KUTIPAN DOKUMEN:
Selain itu, ada Hunain bin Ishaq, seorang dokter Kristen yang juga merupakan seorang penerjemah dan ahli ilmu kedokteran. Hunain menerjemahkan banyak buku yang berhubungan dengan kedokteran dan filsafat dari bahasa Yunani atau Suryani. Hunain juga berkontribusi dalam bidang oftalmotologi dengan menulis beberapa karya, misalnya Kitab al-Uthruhatil ‘Asyaru lil-’ain yang membahas tentang anatomi dan fisiologi mata dan hubungannya dengan otak. Di bidang filsafat, mereka punya al-Kindi, seorang polimatik. Al-Kindi menerjemahkan banyak karya filsuf Yunani ke bahasa Arab, mempelajarinya, dan mengenalkannya. Menurut al-Nadim dalam Fihrist (hal. 615), al-Kindi juga menulis buku dalam berbagai macam bidang yakni filsafat, logika, aritmatika, geometri, astronomi, musik, kosmologi, kedokteran, astrologi, politik, dan lain-lain.

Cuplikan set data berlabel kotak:
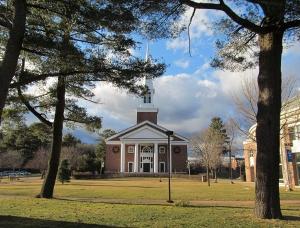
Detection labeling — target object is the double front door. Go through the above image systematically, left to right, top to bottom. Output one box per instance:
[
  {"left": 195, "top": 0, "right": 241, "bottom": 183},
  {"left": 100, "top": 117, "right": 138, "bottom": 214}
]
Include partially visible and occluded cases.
[{"left": 140, "top": 145, "right": 153, "bottom": 173}]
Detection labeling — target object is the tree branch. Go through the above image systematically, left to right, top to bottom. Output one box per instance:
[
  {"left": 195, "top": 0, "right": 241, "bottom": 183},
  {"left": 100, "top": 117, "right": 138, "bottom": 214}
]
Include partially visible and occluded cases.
[
  {"left": 180, "top": 0, "right": 273, "bottom": 33},
  {"left": 283, "top": 20, "right": 300, "bottom": 31},
  {"left": 17, "top": 58, "right": 52, "bottom": 127},
  {"left": 10, "top": 70, "right": 95, "bottom": 88}
]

HAL YANG DIKERJAKAN:
**1.** Jawab pertanyaan berikut berdasarkan kutipan.
(a) Dari bahasa apa Hunain menerjemahkan buku-buku kedokteran dan filsafat?
(b) Apa yang dibahas dalam Kitab al-Uthruhatil ‘Asyaru lil-’ain?
(c) Dalam karya apa al-Nadim menyebutkan bahwa al-Kindi menulis buku dalam berbagai bidang?
**2.** Ubah nama "Hunain" menjadi "Hunayn" pada bagian kutipan mulai dari "Selain itu, ada" sampai dengan "politik, dan lain-lain.", lalu tuliskan kembali bagian tersebut.
Daftar tersebut tidak berhubungan dengan kutipan.

HASIL TIAP TUGAS:
**1.**
(a) Dari bahasa Yunani atau Suryani.
(b) Anatomi dan fisiologi mata serta hubungannya dengan otak.
(c) Dalam Fihrist (hal. 615).

**2.**
Selain itu, ada Hunayn bin Ishaq, seorang dokter Kristen yang juga merupakan seorang penerjemah dan ahli ilmu kedokteran. Hunayn menerjemahkan banyak buku yang berhubungan dengan kedokteran dan filsafat dari bahasa Yunani atau Suryani. Hunayn juga berkontribusi dalam bidang oftalmotologi dengan menulis beberapa karya, misalnya Kitab al-Uthruhatil ‘Asyaru lil-’ain yang membahas tentang anatomi dan fisiologi mata dan hubungannya dengan otak. Di bidang filsafat, mereka punya al-Kindi, seorang polimatik. Al-Kindi menerjemahkan banyak karya filsuf Yunani ke bahasa Arab, mempelajarinya, dan mengenalkannya. Menurut al-Nadim dalam Fihrist (hal. 615), al-Kindi juga menulis buku dalam berbagai macam bidang yakni filsafat, logika, aritmatika, geometri, astronomi, musik, kosmologi, kedokteran, astrologi, politik, dan lain-lain.